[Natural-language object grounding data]

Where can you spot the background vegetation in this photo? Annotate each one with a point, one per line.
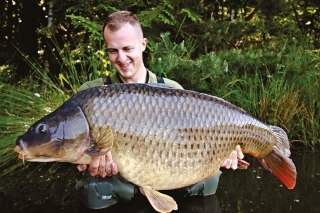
(260, 55)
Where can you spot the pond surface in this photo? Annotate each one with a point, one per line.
(251, 190)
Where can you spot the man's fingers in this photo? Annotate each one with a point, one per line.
(82, 167)
(102, 167)
(226, 164)
(239, 152)
(114, 168)
(94, 166)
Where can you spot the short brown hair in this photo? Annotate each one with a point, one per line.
(117, 19)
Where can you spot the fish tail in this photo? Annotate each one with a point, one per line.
(278, 161)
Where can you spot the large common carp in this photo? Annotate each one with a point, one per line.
(160, 138)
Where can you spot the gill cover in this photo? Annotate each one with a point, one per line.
(60, 136)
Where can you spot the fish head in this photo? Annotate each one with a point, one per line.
(61, 136)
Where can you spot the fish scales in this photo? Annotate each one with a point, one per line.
(159, 137)
(163, 133)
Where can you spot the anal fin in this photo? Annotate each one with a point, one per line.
(281, 167)
(160, 202)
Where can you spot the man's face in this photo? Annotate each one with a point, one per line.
(125, 47)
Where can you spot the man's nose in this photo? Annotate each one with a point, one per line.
(122, 57)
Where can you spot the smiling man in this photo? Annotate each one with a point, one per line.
(125, 45)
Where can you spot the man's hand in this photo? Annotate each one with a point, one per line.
(102, 166)
(235, 156)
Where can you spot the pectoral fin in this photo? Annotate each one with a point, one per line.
(102, 141)
(160, 202)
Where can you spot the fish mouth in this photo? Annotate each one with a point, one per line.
(22, 155)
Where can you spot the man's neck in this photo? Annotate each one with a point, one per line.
(141, 77)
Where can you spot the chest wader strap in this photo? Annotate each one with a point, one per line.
(107, 80)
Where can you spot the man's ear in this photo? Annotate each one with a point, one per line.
(144, 44)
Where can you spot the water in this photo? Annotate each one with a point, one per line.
(252, 190)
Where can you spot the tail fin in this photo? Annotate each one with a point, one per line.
(278, 161)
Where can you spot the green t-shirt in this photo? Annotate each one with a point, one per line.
(115, 80)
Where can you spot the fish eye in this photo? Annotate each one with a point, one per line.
(42, 128)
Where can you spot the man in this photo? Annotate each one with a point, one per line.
(125, 45)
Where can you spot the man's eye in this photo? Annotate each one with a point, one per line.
(112, 51)
(127, 49)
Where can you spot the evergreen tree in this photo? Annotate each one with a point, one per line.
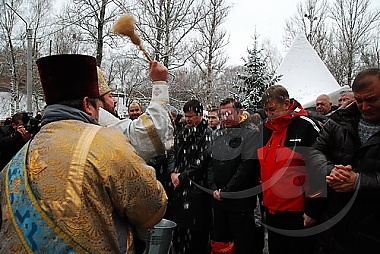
(255, 77)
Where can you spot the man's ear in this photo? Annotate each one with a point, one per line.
(87, 106)
(287, 103)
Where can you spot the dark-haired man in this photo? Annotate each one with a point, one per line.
(76, 187)
(13, 137)
(190, 206)
(234, 168)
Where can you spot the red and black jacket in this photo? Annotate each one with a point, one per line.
(286, 141)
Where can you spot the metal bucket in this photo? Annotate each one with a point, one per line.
(159, 238)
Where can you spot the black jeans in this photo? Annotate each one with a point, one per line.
(281, 243)
(238, 227)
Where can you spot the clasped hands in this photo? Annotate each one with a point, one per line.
(342, 178)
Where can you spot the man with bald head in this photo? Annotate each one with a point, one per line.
(346, 153)
(134, 110)
(323, 104)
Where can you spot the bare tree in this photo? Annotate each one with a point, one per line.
(8, 23)
(354, 21)
(167, 26)
(90, 23)
(209, 56)
(310, 19)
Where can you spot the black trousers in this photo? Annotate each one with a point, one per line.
(281, 243)
(238, 227)
(187, 241)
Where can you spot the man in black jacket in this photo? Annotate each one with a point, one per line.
(234, 169)
(13, 137)
(190, 206)
(347, 152)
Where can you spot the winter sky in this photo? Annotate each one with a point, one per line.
(267, 17)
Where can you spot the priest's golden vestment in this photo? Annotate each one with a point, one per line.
(93, 197)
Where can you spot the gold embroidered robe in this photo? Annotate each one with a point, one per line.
(95, 204)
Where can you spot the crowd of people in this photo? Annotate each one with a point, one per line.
(83, 180)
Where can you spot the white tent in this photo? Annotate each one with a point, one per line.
(304, 74)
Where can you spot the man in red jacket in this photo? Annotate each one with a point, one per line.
(287, 133)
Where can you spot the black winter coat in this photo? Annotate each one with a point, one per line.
(190, 206)
(10, 143)
(235, 166)
(339, 143)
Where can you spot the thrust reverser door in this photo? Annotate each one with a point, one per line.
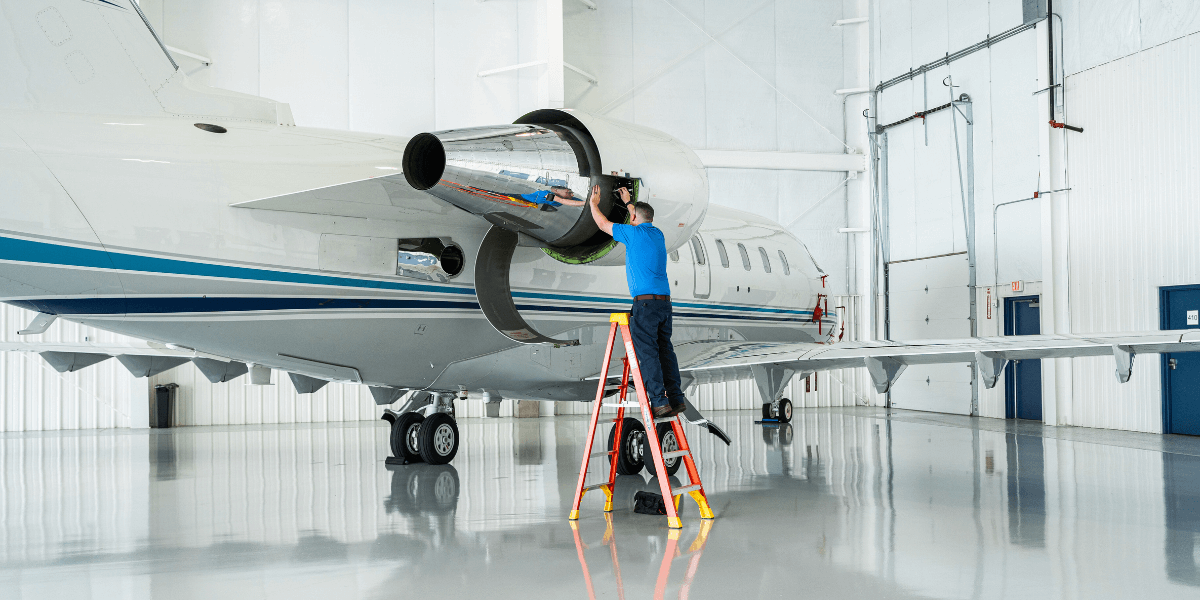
(532, 183)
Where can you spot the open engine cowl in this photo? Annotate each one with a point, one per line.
(509, 175)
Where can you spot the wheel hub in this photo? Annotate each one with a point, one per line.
(413, 438)
(636, 445)
(443, 439)
(670, 445)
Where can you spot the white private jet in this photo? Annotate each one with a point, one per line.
(204, 222)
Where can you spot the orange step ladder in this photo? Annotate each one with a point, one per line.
(619, 324)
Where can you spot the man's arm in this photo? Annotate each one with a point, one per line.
(564, 196)
(601, 221)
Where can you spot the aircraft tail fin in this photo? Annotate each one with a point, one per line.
(102, 57)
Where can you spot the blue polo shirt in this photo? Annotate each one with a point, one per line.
(646, 258)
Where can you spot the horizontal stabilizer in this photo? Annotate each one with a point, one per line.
(72, 361)
(219, 371)
(306, 384)
(150, 366)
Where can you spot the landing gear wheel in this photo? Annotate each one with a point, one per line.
(785, 411)
(669, 443)
(630, 460)
(438, 438)
(405, 437)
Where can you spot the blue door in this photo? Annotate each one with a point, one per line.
(1181, 372)
(1023, 379)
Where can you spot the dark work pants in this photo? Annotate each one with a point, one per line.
(651, 327)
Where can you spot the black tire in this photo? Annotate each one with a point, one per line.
(669, 444)
(785, 411)
(405, 436)
(631, 459)
(438, 438)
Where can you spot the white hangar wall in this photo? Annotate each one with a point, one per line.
(1131, 77)
(35, 397)
(927, 232)
(736, 75)
(1133, 208)
(402, 66)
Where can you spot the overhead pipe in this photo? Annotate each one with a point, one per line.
(995, 231)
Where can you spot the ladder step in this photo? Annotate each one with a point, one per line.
(621, 405)
(681, 491)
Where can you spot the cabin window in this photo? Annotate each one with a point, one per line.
(745, 257)
(697, 250)
(766, 262)
(725, 256)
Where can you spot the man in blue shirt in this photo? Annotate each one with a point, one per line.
(646, 270)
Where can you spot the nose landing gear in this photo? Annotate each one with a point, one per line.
(431, 438)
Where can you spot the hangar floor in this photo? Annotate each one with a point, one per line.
(844, 503)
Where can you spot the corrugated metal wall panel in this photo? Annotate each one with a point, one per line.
(35, 397)
(1133, 213)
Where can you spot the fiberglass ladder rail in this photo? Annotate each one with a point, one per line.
(619, 324)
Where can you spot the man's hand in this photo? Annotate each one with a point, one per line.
(624, 195)
(601, 221)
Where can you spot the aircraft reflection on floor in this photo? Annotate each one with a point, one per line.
(846, 501)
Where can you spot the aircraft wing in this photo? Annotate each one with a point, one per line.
(143, 359)
(886, 360)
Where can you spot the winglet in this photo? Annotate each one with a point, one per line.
(39, 325)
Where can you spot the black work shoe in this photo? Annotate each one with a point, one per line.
(678, 407)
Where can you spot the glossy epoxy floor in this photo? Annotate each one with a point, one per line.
(844, 503)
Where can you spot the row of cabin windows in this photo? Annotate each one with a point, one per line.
(745, 257)
(697, 250)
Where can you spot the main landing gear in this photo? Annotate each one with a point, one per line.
(633, 456)
(779, 412)
(431, 437)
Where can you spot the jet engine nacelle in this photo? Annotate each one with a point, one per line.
(508, 175)
(516, 177)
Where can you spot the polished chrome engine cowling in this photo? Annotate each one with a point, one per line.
(532, 181)
(509, 175)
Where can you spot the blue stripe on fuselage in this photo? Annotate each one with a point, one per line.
(209, 305)
(40, 252)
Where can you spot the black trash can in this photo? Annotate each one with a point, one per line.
(162, 406)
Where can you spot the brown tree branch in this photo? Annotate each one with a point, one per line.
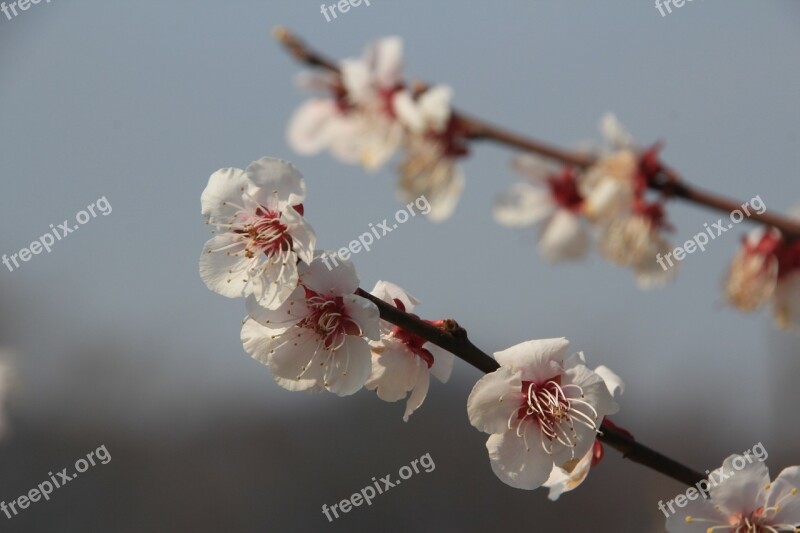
(671, 185)
(455, 340)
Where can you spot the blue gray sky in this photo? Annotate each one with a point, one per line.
(141, 101)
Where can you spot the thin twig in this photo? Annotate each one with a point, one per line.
(455, 340)
(671, 185)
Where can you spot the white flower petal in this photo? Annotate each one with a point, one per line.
(357, 80)
(279, 177)
(389, 292)
(742, 492)
(614, 133)
(258, 341)
(339, 280)
(786, 303)
(282, 318)
(350, 367)
(494, 399)
(703, 516)
(535, 167)
(290, 359)
(277, 281)
(564, 237)
(386, 58)
(303, 237)
(784, 490)
(537, 359)
(518, 465)
(419, 392)
(394, 371)
(561, 481)
(442, 362)
(225, 272)
(523, 205)
(434, 104)
(407, 111)
(365, 314)
(613, 381)
(444, 196)
(224, 186)
(309, 130)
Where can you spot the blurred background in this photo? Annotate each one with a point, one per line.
(117, 342)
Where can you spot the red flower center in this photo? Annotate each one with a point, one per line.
(564, 188)
(328, 317)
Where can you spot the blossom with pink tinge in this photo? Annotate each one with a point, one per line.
(540, 409)
(402, 362)
(433, 144)
(357, 122)
(260, 231)
(316, 339)
(767, 269)
(742, 500)
(569, 477)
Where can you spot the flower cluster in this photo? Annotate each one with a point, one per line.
(608, 197)
(315, 330)
(600, 195)
(305, 321)
(7, 378)
(543, 411)
(767, 269)
(369, 114)
(745, 502)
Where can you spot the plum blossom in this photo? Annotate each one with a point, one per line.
(743, 500)
(540, 409)
(358, 122)
(635, 241)
(315, 339)
(433, 144)
(611, 184)
(767, 268)
(550, 198)
(402, 362)
(260, 231)
(565, 479)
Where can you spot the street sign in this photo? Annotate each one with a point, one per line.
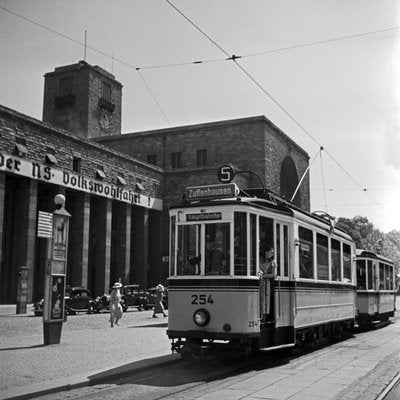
(226, 173)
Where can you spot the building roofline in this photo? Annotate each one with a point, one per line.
(16, 115)
(185, 128)
(83, 65)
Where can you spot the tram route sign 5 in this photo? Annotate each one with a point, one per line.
(226, 173)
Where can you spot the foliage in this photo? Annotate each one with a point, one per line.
(367, 237)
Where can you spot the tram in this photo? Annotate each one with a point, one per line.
(376, 289)
(219, 239)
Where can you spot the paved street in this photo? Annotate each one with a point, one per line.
(88, 344)
(358, 368)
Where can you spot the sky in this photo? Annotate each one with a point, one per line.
(326, 72)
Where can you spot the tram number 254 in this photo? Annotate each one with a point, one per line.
(202, 299)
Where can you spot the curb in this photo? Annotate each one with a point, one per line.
(75, 382)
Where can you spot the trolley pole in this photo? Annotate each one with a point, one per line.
(55, 275)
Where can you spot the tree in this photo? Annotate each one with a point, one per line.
(367, 237)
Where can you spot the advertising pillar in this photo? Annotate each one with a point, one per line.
(55, 275)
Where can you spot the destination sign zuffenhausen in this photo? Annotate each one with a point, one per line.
(212, 192)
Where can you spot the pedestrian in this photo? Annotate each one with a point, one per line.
(158, 305)
(115, 304)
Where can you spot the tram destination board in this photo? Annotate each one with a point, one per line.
(211, 192)
(204, 216)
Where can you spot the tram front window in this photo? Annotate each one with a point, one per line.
(217, 254)
(188, 255)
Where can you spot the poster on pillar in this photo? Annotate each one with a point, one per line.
(56, 290)
(60, 237)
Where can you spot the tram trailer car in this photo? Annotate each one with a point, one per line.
(219, 240)
(376, 289)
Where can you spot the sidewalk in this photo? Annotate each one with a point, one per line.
(89, 350)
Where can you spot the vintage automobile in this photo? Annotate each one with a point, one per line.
(151, 297)
(134, 296)
(77, 299)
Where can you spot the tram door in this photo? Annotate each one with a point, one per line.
(267, 265)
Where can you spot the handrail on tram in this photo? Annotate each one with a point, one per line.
(279, 300)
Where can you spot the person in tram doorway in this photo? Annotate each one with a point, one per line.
(268, 268)
(158, 305)
(215, 257)
(115, 304)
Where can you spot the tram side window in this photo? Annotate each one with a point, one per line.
(188, 250)
(361, 275)
(306, 253)
(381, 276)
(266, 236)
(391, 284)
(217, 252)
(278, 249)
(253, 244)
(322, 257)
(346, 262)
(286, 250)
(371, 280)
(240, 243)
(172, 248)
(387, 277)
(335, 260)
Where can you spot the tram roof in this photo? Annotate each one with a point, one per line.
(266, 199)
(371, 254)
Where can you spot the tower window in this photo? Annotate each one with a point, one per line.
(106, 91)
(51, 156)
(65, 87)
(100, 172)
(152, 159)
(176, 160)
(201, 157)
(76, 164)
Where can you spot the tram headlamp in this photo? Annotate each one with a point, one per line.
(201, 317)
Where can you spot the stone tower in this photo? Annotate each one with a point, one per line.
(84, 100)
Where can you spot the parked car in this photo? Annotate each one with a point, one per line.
(134, 296)
(151, 297)
(77, 299)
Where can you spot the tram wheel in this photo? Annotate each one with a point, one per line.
(190, 352)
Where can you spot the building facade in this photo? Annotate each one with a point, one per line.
(118, 188)
(192, 155)
(114, 201)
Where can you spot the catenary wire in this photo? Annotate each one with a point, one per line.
(154, 97)
(198, 61)
(323, 180)
(234, 59)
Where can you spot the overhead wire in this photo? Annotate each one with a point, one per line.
(96, 51)
(234, 59)
(198, 61)
(154, 97)
(323, 180)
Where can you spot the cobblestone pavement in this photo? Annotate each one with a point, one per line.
(87, 345)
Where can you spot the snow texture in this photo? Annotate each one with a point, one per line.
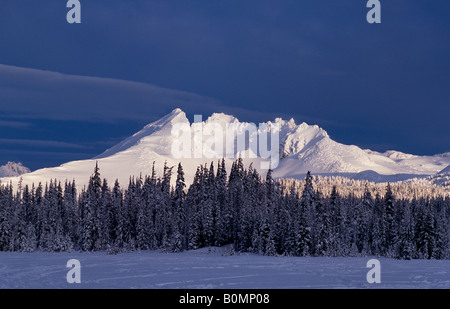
(303, 148)
(12, 169)
(214, 268)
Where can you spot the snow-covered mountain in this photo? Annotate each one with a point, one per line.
(12, 169)
(302, 148)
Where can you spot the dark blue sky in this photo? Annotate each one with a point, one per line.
(384, 86)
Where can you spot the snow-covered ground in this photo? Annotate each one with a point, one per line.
(202, 270)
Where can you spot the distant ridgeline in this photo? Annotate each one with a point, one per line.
(12, 169)
(314, 217)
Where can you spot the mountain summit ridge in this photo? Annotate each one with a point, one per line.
(302, 148)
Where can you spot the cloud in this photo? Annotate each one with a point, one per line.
(15, 124)
(40, 143)
(38, 94)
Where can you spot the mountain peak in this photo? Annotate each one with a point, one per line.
(12, 169)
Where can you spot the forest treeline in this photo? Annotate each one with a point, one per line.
(254, 213)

ASSIGNMENT:
The answer is the line with "Where can you spot the snow-covered ground" plus every line after it, printed exactly as they appear above.

YOUR SOLUTION:
Where can you spot the snow-covered ground in this photo? Annotate each one with a point, one per line.
(202, 270)
Where can you spot the distant ridgeline in this photo? Annotate each one with a point, one per line.
(12, 169)
(314, 217)
Where can you spot the mountain summit ridge in this photo? Annotate each one with a point, one per line.
(302, 148)
Where can you spot the cloud in this photo? Annotate each one with a point, one per line.
(15, 124)
(40, 143)
(38, 94)
Where can you spot the mountain peak in this photo? Annotate each one with a point, one per line.
(12, 169)
Where can you spot the forest treeline in this photo? Annotate each one with a point, one per line.
(254, 213)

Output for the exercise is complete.